Requirements ▸ Which lines in the records below contain the string "shorts"? Extract each of them in full.

───── Exercise materials ─────

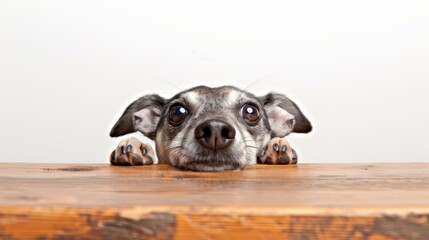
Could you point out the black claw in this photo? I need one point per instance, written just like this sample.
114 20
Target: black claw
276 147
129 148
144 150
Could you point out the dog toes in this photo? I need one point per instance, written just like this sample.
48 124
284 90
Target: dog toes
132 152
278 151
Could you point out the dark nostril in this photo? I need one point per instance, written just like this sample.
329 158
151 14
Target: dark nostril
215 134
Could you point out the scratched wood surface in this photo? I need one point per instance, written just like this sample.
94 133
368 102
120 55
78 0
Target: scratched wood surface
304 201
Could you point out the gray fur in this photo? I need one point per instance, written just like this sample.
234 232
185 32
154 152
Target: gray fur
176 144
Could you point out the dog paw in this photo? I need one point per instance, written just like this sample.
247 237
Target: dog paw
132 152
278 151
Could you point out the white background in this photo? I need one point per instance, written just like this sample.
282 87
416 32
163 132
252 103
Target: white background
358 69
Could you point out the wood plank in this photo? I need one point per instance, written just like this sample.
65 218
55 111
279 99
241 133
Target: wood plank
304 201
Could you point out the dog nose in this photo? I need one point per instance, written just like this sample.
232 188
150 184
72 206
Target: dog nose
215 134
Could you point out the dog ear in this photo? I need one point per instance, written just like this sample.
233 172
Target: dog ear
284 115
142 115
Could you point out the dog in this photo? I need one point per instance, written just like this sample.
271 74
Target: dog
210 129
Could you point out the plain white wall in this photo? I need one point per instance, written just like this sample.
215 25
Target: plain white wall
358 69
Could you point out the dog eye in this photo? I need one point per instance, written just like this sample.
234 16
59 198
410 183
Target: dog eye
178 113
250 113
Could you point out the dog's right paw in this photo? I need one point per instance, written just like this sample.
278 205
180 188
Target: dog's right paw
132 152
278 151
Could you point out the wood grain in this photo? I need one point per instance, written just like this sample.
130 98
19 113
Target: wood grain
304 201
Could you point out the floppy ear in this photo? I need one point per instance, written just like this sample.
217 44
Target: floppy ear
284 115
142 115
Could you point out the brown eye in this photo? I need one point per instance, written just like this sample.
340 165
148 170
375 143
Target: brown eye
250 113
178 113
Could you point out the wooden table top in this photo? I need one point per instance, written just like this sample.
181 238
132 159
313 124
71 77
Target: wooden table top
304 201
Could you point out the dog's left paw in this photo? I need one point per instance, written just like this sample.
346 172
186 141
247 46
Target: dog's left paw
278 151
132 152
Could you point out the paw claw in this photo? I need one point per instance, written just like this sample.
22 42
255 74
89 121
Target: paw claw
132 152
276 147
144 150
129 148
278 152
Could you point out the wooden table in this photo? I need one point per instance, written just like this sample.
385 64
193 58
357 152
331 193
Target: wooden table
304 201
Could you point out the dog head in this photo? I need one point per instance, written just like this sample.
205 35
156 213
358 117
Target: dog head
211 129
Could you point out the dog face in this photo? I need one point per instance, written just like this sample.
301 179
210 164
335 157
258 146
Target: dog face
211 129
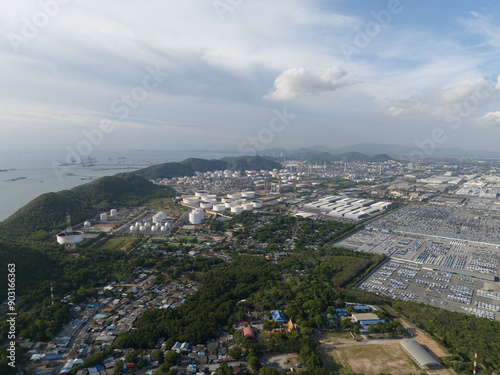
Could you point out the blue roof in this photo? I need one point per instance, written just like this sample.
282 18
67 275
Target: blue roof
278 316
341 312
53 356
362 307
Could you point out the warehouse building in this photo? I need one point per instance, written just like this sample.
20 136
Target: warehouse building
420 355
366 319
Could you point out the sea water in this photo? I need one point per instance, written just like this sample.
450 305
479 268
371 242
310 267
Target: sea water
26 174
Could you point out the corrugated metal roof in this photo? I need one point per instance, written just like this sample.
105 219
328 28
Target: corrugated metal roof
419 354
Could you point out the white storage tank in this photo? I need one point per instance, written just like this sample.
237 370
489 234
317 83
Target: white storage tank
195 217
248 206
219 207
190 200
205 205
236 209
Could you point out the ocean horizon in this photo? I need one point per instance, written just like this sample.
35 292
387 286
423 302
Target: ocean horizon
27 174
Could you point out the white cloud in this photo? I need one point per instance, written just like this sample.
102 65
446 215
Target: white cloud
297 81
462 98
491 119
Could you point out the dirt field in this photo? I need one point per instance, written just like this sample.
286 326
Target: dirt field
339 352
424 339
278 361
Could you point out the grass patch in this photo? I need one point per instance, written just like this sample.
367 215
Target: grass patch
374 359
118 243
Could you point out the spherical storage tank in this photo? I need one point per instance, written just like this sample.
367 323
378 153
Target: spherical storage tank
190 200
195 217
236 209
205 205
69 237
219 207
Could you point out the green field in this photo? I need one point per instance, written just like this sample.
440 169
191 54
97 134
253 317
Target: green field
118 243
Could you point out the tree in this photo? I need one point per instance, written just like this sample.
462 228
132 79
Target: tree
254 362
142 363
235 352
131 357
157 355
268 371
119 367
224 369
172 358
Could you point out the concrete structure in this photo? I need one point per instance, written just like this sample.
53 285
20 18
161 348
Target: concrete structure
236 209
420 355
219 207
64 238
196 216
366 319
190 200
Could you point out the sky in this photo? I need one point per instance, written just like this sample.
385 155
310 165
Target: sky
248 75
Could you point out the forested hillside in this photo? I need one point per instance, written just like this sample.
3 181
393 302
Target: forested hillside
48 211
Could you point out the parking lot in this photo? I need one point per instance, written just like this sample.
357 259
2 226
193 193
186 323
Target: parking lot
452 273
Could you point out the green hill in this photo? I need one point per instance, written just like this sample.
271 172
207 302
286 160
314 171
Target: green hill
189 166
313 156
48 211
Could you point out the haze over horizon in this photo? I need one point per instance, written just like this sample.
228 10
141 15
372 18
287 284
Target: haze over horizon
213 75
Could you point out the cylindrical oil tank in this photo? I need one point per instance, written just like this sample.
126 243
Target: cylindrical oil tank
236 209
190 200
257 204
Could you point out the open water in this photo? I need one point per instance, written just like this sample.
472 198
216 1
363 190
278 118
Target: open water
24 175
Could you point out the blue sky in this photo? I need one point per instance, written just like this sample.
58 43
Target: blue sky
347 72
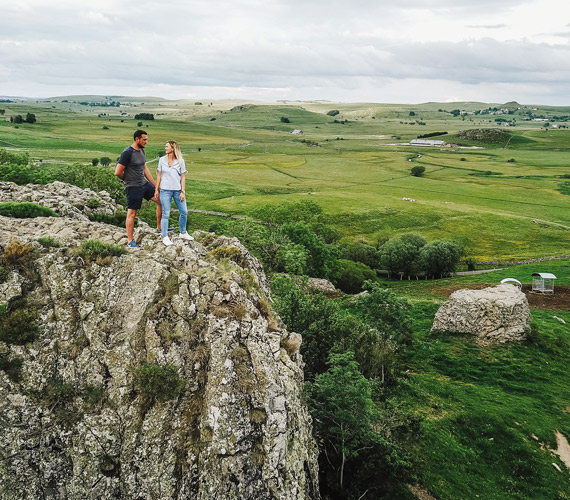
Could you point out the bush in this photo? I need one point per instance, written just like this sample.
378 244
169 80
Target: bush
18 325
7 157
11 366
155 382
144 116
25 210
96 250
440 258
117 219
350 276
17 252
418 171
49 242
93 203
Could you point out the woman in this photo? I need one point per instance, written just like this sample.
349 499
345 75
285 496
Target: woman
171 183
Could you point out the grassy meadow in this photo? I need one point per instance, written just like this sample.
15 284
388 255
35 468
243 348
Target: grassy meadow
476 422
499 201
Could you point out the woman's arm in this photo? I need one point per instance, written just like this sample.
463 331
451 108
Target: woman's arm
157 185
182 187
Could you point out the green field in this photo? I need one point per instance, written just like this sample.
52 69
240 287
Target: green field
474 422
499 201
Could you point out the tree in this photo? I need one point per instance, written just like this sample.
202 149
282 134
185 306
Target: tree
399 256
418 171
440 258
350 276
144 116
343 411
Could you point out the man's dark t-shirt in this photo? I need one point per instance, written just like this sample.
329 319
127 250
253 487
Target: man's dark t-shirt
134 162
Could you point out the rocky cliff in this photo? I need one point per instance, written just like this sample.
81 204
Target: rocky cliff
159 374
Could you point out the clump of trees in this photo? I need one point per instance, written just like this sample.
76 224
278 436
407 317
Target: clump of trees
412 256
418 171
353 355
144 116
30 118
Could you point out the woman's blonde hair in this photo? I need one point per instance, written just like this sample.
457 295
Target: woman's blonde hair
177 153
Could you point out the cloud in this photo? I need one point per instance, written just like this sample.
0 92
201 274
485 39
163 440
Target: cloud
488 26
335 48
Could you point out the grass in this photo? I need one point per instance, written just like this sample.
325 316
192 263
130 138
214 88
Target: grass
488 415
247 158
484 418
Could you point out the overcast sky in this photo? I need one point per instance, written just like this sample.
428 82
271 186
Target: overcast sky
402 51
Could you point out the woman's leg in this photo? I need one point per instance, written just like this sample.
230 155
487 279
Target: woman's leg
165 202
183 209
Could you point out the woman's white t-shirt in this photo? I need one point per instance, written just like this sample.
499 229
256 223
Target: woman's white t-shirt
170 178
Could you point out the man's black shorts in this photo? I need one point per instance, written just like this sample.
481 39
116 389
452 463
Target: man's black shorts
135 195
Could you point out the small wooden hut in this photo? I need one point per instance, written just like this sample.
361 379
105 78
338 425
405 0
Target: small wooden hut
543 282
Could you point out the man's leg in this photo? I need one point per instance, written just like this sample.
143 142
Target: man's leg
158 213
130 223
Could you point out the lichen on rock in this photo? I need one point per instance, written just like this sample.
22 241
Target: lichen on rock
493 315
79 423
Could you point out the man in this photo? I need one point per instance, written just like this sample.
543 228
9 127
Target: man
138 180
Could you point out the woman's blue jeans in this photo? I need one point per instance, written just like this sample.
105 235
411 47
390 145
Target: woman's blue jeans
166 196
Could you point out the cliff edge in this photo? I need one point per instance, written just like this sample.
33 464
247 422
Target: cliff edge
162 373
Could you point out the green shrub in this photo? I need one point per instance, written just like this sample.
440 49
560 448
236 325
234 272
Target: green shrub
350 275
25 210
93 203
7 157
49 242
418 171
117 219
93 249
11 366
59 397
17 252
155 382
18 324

─────
───── Exercise materials ─────

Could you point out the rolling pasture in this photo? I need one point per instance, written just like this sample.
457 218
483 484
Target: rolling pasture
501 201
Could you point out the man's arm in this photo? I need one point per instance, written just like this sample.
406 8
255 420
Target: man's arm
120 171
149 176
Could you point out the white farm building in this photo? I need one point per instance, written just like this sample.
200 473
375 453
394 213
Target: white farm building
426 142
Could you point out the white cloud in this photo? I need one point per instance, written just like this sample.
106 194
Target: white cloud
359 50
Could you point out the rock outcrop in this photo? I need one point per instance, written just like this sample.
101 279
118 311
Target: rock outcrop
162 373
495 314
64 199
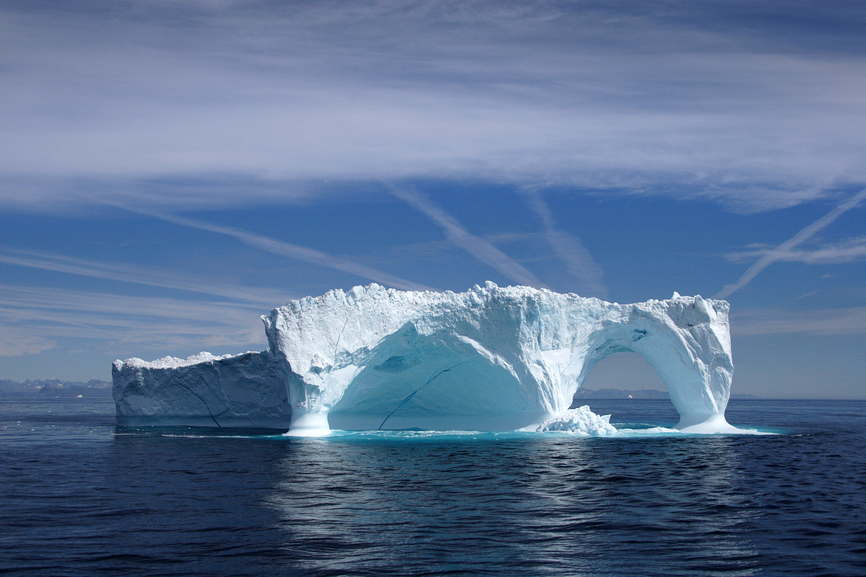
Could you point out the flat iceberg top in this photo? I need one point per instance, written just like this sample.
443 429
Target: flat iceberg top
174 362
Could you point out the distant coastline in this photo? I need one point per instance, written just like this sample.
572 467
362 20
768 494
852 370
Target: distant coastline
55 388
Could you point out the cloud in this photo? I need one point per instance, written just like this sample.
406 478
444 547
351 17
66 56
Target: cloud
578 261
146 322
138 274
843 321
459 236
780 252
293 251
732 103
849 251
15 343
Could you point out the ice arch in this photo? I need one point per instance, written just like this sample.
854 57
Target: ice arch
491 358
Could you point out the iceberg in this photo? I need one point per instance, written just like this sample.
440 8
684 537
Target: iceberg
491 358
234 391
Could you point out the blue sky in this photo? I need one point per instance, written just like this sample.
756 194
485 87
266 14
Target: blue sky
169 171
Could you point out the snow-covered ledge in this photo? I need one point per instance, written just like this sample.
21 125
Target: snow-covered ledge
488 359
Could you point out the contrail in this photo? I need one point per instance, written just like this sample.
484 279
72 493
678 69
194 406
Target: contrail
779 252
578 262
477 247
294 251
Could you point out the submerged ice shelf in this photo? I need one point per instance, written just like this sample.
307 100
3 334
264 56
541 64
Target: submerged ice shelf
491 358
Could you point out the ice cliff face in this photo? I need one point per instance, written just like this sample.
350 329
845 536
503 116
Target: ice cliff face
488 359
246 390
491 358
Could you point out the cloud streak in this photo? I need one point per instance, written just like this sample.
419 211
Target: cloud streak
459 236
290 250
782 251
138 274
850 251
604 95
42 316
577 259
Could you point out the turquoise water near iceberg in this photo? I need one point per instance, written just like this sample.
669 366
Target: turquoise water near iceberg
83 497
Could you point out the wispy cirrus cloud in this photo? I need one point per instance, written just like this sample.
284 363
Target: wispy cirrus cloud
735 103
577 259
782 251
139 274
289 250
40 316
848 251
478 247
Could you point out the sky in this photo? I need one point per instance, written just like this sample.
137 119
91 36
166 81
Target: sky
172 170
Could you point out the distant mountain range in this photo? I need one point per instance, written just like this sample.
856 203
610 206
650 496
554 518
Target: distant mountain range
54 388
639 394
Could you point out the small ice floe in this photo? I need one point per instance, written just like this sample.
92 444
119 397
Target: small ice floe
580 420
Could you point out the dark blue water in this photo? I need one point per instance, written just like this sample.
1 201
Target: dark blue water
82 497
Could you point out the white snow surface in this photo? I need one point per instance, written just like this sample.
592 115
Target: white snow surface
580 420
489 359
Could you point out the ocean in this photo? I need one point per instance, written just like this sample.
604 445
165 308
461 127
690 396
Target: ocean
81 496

─────

Exercise answer ▸
Could you point out the man's black shorts in this photo? I need one point per instance, written just like this sample.
Target: man's black shorts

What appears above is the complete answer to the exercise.